■ **Aim of the task**
Copy the records word for word, starting at the line that contains "Practice step: identify the statue's suit" and ending at the final line of the records.

■ **Data shown**
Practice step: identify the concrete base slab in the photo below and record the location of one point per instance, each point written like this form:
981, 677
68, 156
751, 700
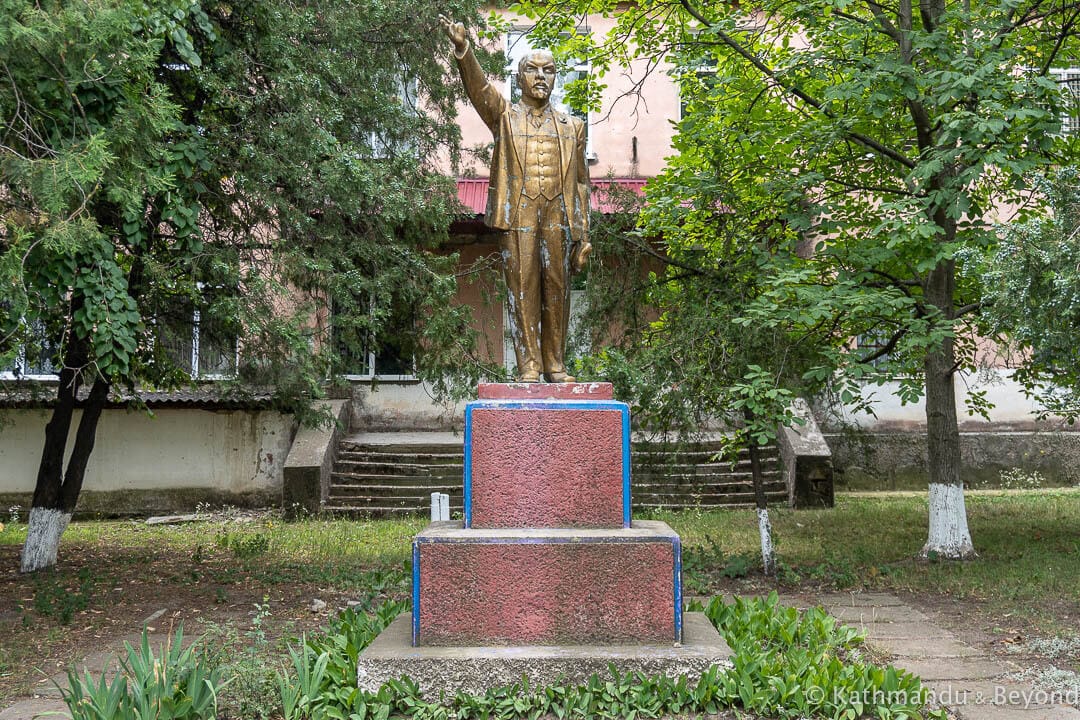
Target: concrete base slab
477, 669
956, 668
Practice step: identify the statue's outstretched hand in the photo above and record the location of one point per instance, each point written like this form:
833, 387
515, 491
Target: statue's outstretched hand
580, 256
456, 31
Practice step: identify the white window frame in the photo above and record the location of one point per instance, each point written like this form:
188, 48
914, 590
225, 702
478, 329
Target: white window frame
1069, 80
509, 358
370, 369
18, 371
196, 354
518, 43
701, 69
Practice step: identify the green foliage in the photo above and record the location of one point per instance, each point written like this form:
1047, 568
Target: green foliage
250, 663
323, 683
171, 685
1033, 296
837, 166
52, 598
793, 665
786, 664
244, 546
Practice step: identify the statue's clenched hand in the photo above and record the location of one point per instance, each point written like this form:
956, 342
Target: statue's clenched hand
456, 31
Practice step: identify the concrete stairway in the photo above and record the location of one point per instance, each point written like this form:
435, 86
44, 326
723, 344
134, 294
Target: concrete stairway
380, 475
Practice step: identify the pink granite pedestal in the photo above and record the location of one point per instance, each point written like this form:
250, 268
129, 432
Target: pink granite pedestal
547, 586
547, 576
547, 463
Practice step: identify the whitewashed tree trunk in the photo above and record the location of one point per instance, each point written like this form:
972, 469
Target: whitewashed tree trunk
43, 538
948, 535
765, 529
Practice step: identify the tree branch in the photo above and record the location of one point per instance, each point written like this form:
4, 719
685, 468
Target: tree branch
798, 92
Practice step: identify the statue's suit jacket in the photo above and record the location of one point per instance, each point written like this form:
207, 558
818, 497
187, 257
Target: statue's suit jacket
508, 124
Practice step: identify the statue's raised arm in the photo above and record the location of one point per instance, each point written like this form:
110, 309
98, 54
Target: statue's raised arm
485, 97
538, 195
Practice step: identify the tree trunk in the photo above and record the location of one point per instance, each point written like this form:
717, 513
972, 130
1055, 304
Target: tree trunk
764, 527
948, 537
56, 492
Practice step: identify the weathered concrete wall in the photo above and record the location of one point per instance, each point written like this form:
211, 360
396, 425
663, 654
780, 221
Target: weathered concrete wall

■ **Complete response**
Practice step: identify the statue's suit jacket in the photo above and record the location of one point per instance, each point written like this form:
207, 558
818, 497
187, 257
Target: statue's suit jacket
508, 124
Practice step: identify the statue's raised arm in the photo above and record the location of one point per instance, each point written like this form:
110, 309
98, 54
Target: statue's raised arm
485, 97
538, 195
Practice step: identify the tree trunk in the photo above and record the location of one point per instance, each point written like this form:
717, 513
972, 130
1055, 304
Target: tree trunk
764, 527
948, 537
56, 492
Practice step: identify the weathered concrete wall in the photo above and record the location of one point per instance, each point written like this form:
211, 360
396, 425
663, 654
780, 221
Target: weathered concrete wall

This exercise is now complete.